▼
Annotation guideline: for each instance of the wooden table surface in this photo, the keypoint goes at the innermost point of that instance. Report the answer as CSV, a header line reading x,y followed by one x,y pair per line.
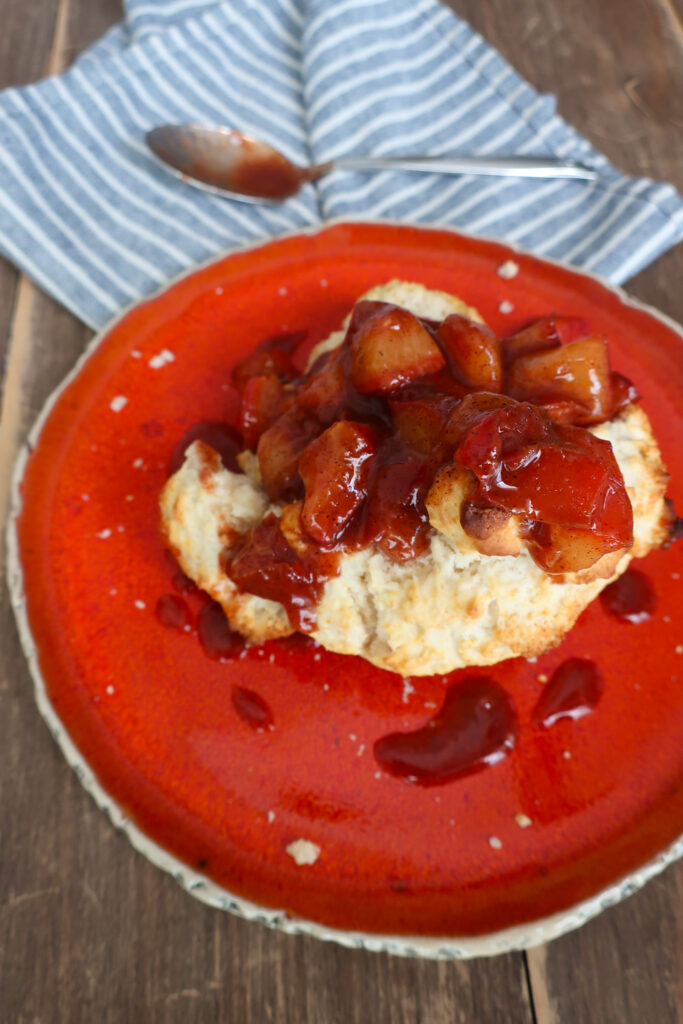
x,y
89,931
▲
▼
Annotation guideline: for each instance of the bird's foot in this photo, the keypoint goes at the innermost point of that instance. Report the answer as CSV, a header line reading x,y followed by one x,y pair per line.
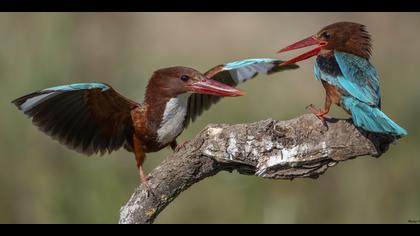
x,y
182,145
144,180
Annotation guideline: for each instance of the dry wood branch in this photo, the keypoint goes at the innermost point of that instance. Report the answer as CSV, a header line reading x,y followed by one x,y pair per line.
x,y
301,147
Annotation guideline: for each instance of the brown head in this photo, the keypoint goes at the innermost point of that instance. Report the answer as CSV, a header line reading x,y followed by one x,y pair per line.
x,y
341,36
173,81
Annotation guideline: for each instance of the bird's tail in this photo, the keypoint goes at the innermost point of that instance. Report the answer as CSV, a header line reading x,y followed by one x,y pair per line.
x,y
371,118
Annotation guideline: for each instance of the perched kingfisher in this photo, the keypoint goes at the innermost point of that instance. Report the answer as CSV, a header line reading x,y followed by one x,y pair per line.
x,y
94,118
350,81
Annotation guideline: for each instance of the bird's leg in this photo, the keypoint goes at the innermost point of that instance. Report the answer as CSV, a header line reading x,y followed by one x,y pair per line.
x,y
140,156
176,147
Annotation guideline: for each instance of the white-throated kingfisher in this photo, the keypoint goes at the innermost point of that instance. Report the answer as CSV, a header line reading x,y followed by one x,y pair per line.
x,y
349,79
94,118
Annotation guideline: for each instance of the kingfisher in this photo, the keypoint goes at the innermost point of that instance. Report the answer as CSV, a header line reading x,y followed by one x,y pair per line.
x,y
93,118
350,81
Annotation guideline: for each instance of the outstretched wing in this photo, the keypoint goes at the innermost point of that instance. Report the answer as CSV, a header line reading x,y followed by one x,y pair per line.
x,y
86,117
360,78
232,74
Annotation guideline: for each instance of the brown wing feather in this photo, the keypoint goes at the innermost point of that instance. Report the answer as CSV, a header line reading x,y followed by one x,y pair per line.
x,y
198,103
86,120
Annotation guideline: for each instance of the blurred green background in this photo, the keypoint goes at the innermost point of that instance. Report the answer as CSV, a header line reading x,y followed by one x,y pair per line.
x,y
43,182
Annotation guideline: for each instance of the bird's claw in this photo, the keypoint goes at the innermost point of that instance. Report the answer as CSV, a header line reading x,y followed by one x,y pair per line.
▲
◆ YOUR GOAL ◆
Please, from the entries above, set down exactly the lines from the one containing "Annotation guideline: for each instance of the outstretched" through the one containing "Annotation guideline: for each instance of the bird's claw", and only those.

◆ RESULT ◆
Annotation guideline: for each instance of the outstretched wing in this photo, the keypoint goes at the innermost point of that instance. Report the answer as CSV, a header line reading x,y followed by one x,y pair per line.
x,y
86,117
360,78
232,74
Annotation guideline: for each instance of the brown wing feather in this photo, the keypoint goes at the innermost point of that instance. Report the answer as CSV, a header line reading x,y followed by one x,y pair per line.
x,y
198,103
86,120
Annotation guideline: for each instance of the blurred green background in this photo, the keypoint goes at the innermost point of that instance. Report the answer as CSV, a header line reading x,y followed by one x,y pair per line.
x,y
43,182
Annotation guideline: for each instance of the bird's claw in this photo, the keypoint goes at the innermost point of that instance. Report the answer as CSV, a header line reading x,y followed by one x,y pair per line.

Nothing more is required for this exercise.